## Challenge
Find each line in the entries below that contains the word "blue" and copy those lines. Matching is case-sensitive.
--- START Data supplied ---
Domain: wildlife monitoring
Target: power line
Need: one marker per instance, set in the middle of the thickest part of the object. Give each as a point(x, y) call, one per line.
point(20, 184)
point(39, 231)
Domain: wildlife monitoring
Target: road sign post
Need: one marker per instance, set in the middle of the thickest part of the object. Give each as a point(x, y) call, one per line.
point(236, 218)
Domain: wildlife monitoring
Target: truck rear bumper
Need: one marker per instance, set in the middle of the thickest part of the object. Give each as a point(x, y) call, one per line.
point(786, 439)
--- END Data supplied ---
--- START Data supplied ---
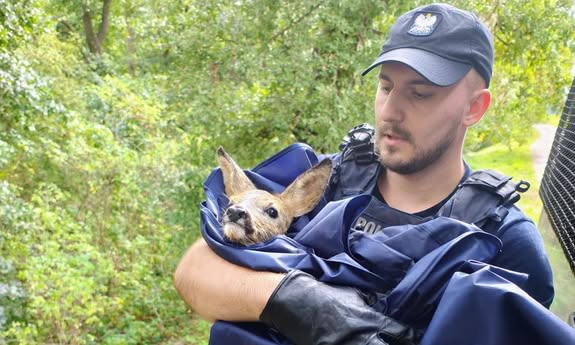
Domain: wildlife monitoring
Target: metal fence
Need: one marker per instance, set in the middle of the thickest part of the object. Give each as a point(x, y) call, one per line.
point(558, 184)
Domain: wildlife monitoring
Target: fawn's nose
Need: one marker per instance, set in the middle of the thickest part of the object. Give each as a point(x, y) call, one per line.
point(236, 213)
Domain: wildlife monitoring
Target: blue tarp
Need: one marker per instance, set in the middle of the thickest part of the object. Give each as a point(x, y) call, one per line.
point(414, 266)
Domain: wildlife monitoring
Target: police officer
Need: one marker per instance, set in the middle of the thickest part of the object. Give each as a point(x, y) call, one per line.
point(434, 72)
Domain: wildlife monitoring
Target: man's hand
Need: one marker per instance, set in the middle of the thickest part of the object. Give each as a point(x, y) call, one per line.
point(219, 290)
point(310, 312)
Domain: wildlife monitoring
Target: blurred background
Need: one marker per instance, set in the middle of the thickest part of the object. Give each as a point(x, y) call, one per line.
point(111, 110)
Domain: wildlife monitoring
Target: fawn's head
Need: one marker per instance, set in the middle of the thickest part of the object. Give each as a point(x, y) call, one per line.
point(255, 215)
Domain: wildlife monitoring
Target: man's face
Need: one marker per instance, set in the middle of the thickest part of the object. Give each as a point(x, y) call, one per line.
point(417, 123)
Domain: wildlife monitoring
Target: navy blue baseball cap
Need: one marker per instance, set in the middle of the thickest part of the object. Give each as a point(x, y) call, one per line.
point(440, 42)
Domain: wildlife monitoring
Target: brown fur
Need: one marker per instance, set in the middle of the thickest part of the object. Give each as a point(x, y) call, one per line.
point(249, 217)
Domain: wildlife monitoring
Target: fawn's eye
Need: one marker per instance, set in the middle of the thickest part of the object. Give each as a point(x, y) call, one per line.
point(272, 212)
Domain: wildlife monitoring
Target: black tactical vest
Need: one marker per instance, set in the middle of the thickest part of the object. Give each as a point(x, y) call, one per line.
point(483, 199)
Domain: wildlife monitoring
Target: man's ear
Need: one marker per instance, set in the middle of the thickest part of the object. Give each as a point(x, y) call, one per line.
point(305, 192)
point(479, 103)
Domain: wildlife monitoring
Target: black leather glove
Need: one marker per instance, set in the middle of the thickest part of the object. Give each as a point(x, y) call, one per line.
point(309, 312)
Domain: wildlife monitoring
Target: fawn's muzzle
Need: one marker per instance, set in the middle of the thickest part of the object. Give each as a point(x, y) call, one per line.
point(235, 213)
--- END Data supplied ---
--- START Data supplied ---
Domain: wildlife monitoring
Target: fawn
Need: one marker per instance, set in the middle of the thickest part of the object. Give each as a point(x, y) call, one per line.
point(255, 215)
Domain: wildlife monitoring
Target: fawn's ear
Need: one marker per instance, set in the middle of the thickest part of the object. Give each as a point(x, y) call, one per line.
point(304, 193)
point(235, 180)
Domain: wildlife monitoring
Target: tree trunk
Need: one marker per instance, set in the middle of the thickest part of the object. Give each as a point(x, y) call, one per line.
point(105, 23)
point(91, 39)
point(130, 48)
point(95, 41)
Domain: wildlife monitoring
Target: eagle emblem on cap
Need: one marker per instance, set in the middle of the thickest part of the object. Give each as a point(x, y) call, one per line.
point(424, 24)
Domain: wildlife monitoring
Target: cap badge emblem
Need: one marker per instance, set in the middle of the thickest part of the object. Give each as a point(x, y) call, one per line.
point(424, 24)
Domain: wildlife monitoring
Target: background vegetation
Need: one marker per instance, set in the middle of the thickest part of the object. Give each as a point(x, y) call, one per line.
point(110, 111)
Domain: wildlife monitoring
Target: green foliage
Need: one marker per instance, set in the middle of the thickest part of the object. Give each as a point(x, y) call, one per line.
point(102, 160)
--- END Data supplied ---
## Completed exercise
Target: blue tarp
Target: navy blue baseball cap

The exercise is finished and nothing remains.